• **Ihre Aufgaben**
**a.** Fassen Sie den Absatz des Tagungsberichts, der mit „Das erste Panel befasste sich“ beginnt, als knappe Liste zusammen. Behalten Sie dabei seine wesentlichen Aussagen bei.
**b.** Beantworten Sie die folgenden Fragen anhand des Tagungsberichts:
(i) Wie viele Personen nahmen an der Tagung teil?
(ii) In welchem Jahr entwickelte das Bundesverfassungsgericht in seiner Klimaschutzentscheidung das verfassungsrechtliche Klimaschutzgebot?
(iii) Was erschwert neben dem eng gestrickten Zeitplan die Umsetzung der Wärmewende?
**c.** Nennen Sie alle Personen, die im Tagungsbericht namentlich erwähnt werden.

• **Textauszug**
- - - - -

Am 14.03.2024 fand der dritte Energierechtstag in NRW zur „Energiewirtschaft in der Transformation“ auf dem Campus der HHU in Düsseldorf statt. Diese dritte gemeinsame Jahrestagung der drei Energierechtsinstitute in NRW, dem Düsseldorfer Institut für Energierecht (DIER), dem Kölner Institut für Energiewirtschaftsrecht (EWIR) und dem Bochumer Institut für Berg- und Energierecht (IBE) stieß mit über 230 Teilnehmenden erneut auf sehr große Resonanz.
Prof. Dr. Anja Steinbeck, Rektorin der HHU, begrüßte die große Zahl der Energierechtsexpertinnen und Experten. An die Begrüßung von Prof. Dr. Charlotte Kreuter-Kirchhof (Prodekanin der Juristischen Fakultät der HHU und Direktorin des DIER) eröffnete Prof Dr. Dr. Udo Di Fabio (Bundesverfassungsrichter a.D.) die Tagung mit seinem Vortrag über „Energiewende und Transformation: Vorgaben des Verfassungsrechts“. Nach Prof. Dr. Di Fabio steht das verfassungsrechtliche Klimaschutzgebot, das das Bundesverfassungsgericht in seiner Klimaschutzentscheidung im Jahr 2021 entwickelt hat, in einem Zielkonflikt mit anderen verfassungsrechtlichen Zielen und Schutzpflichten. Der Gesetzgeber habe einen weiten Gestaltungsraum, um dieses Spannungsverhältnis aufzulösen. Die Verfassung gebe keinen konkreten Weg vor, wie das Klimaschutzziel zu erreichen sei. Prof. Dr. Fabio forderte bei der Gestaltung der Transformation zur Treibhausgasneutralität die Akzeptanz der Bevölkerung im Blick zu behalten, so die Grundlagen unserer Demokratie zu stärken, nicht zu schwächen.
Das erste Panel befasste sich mit den Herausforderungen der Wärmewende. Zunächst führte Prof. Dr. Christoph Wieland (Universität Duisburg-Essen, Gas- und Wärme-Institut Essen e.V.) in die technischen Grundlagen der Wärmeversorgung und die damit verbundenen Herausforderungen ein. Zentrale Probleme seien der heterogene Gebäudebestand, die Langlebigkeit der Infrastruktur, die Vielzahl der beteiligten Akteure und in der Konsequenz die hohen Kosten der Wärmewende. Die kommunale Wärmeplanung und ihre Umsetzung stellten eine große Herausforderung dar.
Prof. Dr. Marc Oliver Bettzüge (Universität zu Köln, ewi) entwickelte sodann die ökonomischen Grundlagen und Herausforderungen der Wärmewende. Die Treibhausgasreduktionen in diesem Sektor blieben weit hinter den selbst gesteckten Zielen zurück. Gleichzeitig zeigen Machbarkeitsstudien, dass das Ziel der Treibhausgasneutralität im Wärmesektor mit den verfügbaren Technologien erreicht werden könnte. Die Sanierungsrate müsste erhöht; insbesondere müssten in viel stärkerem Umfang als bisher Heizungen ausgetauscht werden, die mit fossilen Brennstoffen betrieben werden. Um die hohen Investitionskosten für die Wärmewände zu decken, bedürfe es innovativer Finanzierungskonzepte. Neben dem eng gestrickten Zeitplan erschwere der Fachkräftemangel die Umsetzung der Wärmewende.

- - - - -

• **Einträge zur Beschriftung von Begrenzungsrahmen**
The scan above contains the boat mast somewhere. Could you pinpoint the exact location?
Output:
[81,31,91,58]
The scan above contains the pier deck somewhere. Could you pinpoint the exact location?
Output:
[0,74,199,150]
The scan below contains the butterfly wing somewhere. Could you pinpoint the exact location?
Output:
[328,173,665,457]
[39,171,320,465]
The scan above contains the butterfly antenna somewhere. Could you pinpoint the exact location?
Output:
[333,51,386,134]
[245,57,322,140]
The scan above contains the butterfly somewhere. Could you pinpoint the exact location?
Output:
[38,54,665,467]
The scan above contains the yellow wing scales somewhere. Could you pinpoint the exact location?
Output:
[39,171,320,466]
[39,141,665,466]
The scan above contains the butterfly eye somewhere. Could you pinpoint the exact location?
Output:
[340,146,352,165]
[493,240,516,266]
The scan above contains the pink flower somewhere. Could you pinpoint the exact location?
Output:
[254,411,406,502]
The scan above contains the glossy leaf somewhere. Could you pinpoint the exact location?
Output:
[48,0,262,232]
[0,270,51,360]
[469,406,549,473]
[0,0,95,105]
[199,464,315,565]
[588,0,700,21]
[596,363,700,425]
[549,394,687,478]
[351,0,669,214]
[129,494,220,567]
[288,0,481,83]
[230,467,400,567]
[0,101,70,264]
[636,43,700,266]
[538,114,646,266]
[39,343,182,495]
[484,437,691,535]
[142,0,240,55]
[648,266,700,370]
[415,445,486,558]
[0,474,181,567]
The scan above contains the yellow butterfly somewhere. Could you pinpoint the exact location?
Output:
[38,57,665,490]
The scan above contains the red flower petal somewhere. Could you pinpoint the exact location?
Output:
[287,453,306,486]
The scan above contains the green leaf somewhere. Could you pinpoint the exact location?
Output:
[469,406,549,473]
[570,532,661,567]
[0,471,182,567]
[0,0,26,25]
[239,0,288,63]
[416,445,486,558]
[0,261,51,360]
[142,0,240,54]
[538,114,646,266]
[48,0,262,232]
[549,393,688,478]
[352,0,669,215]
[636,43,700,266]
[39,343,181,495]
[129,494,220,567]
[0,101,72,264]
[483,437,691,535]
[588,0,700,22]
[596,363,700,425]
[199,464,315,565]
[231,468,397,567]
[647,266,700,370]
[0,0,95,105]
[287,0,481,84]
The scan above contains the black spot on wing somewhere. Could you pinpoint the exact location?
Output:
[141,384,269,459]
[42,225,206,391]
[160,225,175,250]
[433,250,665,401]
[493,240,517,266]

- - - - -

• **Lösungen**
**a.**
- Thema des ersten Panels: Herausforderungen der Wärmewende
- Prof. Dr. Christoph Wieland (Universität Duisburg-Essen, Gas- und Wärme-Institut Essen e.V.) führte in die technischen Grundlagen der Wärmeversorgung und ihre Herausforderungen ein.
- Zentrale Probleme: heterogener Gebäudebestand, langlebige Infrastruktur, viele beteiligte Akteure und als Folge hohe Kosten
- Die kommunale Wärmeplanung und ihre Umsetzung sind eine große Herausforderung.

**b.**
(i) Über 230 Personen nahmen teil.
(ii) Im Jahr 2021.
(iii) Der Fachkräftemangel.

**c.**
- Prof. Dr. Anja Steinbeck
- Prof. Dr. Charlotte Kreuter-Kirchhof
- Prof. Dr. Dr. Udo Di Fabio
- Prof. Dr. Christoph Wieland
- Prof. Dr. Marc Oliver Bettzüge